■ What the task asks: Arrange the lines of the rows starting at the line that contains "Expected: one pin per instance of the pale" and ending at the last line of the rows as a JSON list of strings, one string per line, with blank lines left out.
** Start Given records **
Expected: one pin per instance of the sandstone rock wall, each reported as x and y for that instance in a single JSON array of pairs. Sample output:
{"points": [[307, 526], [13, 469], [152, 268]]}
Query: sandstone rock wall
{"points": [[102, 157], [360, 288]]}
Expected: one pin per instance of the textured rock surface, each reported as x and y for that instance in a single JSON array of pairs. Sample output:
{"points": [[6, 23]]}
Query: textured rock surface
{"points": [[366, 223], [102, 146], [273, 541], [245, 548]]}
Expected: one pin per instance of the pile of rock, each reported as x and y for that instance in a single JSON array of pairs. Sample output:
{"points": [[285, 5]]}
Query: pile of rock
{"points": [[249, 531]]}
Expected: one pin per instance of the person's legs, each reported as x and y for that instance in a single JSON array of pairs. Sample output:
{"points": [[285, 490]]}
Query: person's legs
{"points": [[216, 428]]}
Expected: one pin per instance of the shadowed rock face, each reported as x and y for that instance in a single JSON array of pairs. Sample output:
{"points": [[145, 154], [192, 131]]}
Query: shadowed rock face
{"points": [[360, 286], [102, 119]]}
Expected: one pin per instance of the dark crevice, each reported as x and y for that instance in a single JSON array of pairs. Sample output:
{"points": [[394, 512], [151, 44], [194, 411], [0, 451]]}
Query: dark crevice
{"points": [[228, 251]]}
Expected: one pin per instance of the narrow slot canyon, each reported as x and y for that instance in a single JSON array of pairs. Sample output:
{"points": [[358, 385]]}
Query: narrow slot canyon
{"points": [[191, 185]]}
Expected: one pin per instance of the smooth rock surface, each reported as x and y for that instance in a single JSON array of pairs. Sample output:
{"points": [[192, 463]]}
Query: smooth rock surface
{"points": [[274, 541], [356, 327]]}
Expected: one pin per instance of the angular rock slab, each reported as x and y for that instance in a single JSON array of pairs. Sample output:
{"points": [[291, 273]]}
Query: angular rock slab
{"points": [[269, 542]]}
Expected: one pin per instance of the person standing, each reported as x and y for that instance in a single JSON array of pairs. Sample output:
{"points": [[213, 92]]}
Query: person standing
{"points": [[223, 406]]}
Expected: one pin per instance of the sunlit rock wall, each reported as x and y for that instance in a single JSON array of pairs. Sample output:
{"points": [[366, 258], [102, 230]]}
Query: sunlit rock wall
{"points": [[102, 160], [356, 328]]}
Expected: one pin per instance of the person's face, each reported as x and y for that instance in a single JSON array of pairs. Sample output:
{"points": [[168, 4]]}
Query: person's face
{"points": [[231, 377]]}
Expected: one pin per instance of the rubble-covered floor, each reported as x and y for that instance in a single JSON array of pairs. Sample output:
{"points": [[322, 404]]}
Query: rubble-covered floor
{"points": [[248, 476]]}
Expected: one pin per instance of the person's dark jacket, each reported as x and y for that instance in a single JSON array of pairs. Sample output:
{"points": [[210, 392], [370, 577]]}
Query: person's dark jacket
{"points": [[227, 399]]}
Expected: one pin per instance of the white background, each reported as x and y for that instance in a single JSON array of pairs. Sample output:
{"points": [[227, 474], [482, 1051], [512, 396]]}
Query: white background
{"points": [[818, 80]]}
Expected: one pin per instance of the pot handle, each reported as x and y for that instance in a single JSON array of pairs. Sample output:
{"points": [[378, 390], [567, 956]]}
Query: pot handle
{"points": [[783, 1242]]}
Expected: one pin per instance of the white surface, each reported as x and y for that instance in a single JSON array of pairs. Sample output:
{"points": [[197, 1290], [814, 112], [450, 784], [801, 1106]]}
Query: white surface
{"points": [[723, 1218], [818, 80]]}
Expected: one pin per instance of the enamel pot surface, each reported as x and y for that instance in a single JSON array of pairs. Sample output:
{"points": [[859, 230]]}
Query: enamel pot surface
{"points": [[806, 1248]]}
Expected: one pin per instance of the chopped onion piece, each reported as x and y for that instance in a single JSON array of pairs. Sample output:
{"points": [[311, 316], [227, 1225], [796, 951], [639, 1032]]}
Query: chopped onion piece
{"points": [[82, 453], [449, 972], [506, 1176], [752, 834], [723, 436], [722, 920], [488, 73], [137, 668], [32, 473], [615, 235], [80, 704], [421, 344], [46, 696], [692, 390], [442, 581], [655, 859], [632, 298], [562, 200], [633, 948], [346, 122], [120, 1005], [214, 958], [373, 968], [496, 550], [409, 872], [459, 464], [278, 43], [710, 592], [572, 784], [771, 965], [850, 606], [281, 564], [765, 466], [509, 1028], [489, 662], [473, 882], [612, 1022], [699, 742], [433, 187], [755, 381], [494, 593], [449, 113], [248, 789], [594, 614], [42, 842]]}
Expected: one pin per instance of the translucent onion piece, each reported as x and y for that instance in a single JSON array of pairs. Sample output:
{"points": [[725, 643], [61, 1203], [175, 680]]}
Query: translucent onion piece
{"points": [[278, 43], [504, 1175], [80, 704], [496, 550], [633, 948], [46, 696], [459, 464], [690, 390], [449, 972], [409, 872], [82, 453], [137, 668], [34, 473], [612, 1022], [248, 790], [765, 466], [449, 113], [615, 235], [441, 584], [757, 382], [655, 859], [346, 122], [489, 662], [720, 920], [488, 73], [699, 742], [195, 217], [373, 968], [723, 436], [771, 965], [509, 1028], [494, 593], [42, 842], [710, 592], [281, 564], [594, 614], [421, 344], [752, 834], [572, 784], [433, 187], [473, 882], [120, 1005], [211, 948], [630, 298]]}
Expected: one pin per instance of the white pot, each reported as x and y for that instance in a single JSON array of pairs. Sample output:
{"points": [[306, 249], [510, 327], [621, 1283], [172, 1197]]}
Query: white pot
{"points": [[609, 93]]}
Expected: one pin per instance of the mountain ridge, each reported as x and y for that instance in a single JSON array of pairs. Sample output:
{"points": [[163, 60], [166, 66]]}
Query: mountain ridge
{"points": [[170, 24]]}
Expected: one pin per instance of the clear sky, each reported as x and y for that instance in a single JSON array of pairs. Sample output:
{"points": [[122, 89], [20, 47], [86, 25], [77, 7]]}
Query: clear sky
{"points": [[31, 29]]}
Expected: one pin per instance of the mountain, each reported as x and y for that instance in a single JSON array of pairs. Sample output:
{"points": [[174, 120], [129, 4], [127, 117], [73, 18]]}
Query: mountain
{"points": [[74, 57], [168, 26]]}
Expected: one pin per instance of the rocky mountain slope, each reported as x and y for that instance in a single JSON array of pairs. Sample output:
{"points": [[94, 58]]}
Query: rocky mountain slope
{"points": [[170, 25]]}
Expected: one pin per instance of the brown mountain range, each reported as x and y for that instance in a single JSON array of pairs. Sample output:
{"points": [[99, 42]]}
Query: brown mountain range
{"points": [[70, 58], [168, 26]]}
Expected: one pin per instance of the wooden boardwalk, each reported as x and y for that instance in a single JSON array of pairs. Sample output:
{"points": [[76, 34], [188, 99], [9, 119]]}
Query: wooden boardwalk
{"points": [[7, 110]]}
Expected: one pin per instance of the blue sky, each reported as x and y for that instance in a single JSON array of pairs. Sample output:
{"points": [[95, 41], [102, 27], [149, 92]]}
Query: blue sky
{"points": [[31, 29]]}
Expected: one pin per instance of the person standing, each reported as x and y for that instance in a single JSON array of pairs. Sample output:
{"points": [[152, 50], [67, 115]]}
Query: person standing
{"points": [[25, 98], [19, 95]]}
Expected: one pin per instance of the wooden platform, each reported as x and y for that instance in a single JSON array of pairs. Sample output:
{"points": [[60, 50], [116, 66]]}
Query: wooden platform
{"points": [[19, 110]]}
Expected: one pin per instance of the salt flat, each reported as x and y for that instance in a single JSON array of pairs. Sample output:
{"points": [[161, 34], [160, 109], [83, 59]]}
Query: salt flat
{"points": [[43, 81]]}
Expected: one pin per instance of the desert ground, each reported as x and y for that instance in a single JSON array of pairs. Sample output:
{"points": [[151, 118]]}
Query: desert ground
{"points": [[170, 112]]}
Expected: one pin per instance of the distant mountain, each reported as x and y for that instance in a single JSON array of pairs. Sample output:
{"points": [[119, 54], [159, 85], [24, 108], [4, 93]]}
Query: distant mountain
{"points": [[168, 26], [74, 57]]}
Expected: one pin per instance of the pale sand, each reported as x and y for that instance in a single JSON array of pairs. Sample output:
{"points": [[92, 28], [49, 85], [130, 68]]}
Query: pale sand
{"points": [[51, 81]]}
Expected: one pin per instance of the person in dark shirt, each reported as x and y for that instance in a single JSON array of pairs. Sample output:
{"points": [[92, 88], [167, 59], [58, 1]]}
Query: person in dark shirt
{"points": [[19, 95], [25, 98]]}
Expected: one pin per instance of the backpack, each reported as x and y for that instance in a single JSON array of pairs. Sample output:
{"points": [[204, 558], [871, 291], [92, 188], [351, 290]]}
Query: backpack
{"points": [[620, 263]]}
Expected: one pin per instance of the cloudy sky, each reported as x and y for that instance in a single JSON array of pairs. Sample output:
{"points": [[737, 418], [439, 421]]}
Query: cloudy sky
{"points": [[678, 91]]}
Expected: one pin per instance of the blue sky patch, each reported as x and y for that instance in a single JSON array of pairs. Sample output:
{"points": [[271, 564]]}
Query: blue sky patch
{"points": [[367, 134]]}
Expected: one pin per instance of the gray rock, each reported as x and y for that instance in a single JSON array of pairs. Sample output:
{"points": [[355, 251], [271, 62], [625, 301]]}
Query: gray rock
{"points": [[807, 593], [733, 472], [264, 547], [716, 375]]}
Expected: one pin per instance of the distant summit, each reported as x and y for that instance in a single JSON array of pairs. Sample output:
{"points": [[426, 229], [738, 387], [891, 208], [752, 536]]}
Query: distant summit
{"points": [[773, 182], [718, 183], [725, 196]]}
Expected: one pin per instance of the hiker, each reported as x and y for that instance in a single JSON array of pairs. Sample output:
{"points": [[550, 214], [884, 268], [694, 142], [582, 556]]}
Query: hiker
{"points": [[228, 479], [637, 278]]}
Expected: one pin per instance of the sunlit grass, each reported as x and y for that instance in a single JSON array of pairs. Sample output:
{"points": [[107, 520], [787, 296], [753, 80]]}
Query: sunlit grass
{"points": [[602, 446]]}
** End Given records **
■ Expected output:
[
  "Expected: one pin per instance of the pale sand, each reported as x and y for that instance in a single JSON array of pairs. Sample output:",
  "{\"points\": [[92, 28], [49, 85], [130, 68]]}",
  "Query: pale sand",
  "{\"points\": [[51, 81]]}",
  "Expected: one pin per instance of the person in dark shirt, each reported as x and y for that instance in a single JSON array of pairs. Sample output:",
  "{\"points\": [[92, 88], [167, 59], [58, 1]]}",
  "Query: person in dark shirt",
  "{\"points\": [[19, 95], [25, 98]]}",
  "Expected: one pin per instance of the backpack, each reported as x and y for that instance in a single JSON array of pairs. Sample output:",
  "{\"points\": [[204, 558], [871, 291], [92, 188], [351, 290]]}",
  "Query: backpack",
  "{\"points\": [[620, 263]]}",
  "Expected: one pin per instance of the cloudy sky, each reported as x and y for that instance in a single JSON array of pairs. Sample output:",
  "{\"points\": [[737, 418], [439, 421]]}",
  "Query: cloudy sky",
  "{\"points\": [[678, 91]]}",
  "Expected: one pin per instance of the blue sky patch, each reported as x and y for that instance in a single JSON array of pairs. Sample output:",
  "{\"points\": [[271, 564]]}",
  "Query: blue sky patch",
  "{\"points\": [[367, 134]]}",
  "Expected: one pin per instance of the gray rock, each reported as x and y for that instance in a single JSON array of pairs. Sample output:",
  "{\"points\": [[355, 251], [271, 62], [625, 301]]}",
  "Query: gray rock",
  "{\"points\": [[807, 593], [733, 472], [264, 547], [716, 375]]}",
  "Expected: one pin per instance of the distant summit, each reported as x and y for that instance in a single JSON array of pairs. Sample output:",
  "{\"points\": [[426, 229], [738, 387], [891, 208], [752, 536]]}",
  "Query: distant summit",
  "{\"points\": [[773, 182], [718, 183], [725, 196]]}",
  "Expected: one pin per instance of the hiker, each reported as x and y for that instance in a single JSON array of pairs. Sample output:",
  "{\"points\": [[550, 214], [884, 268], [694, 142], [582, 556]]}",
  "Query: hiker",
  "{\"points\": [[228, 479], [637, 278]]}",
  "Expected: one pin per instance of the sunlit grass, each reported as x and y for that instance in a single JSON array of pairs. Sample output:",
  "{\"points\": [[107, 520], [787, 296], [753, 80]]}",
  "Query: sunlit grass",
  "{\"points\": [[602, 446]]}"
]